* _Problem_
Pick out every line below that contains the string "person", matching case exactly.

Dataset lines on where objects appear:
(begin)

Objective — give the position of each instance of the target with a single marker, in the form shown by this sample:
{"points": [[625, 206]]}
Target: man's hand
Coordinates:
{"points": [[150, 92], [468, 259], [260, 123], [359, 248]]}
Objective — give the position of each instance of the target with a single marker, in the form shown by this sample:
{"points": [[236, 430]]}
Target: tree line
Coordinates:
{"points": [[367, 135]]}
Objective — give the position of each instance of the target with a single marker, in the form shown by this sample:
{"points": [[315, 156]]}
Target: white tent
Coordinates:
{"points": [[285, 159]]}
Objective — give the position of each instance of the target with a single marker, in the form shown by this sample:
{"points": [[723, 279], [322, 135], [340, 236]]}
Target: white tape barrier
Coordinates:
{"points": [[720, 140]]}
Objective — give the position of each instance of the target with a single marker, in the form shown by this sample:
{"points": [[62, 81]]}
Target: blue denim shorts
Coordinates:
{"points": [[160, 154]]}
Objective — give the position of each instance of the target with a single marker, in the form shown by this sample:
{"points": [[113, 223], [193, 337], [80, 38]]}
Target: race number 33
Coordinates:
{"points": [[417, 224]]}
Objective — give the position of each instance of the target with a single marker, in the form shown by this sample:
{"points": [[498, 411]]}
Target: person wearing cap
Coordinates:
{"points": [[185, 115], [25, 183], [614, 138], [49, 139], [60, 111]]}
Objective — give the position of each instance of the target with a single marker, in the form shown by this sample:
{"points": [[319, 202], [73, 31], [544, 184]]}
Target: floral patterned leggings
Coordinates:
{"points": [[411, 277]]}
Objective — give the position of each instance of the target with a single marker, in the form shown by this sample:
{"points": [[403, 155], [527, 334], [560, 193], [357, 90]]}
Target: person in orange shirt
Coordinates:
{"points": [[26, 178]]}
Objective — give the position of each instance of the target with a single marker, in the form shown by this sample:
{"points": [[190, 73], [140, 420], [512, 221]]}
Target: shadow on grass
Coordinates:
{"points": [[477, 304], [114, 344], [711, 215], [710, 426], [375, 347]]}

(end)

* _Answer to this task_
Target: person wearing cap
Target: person in orange shirt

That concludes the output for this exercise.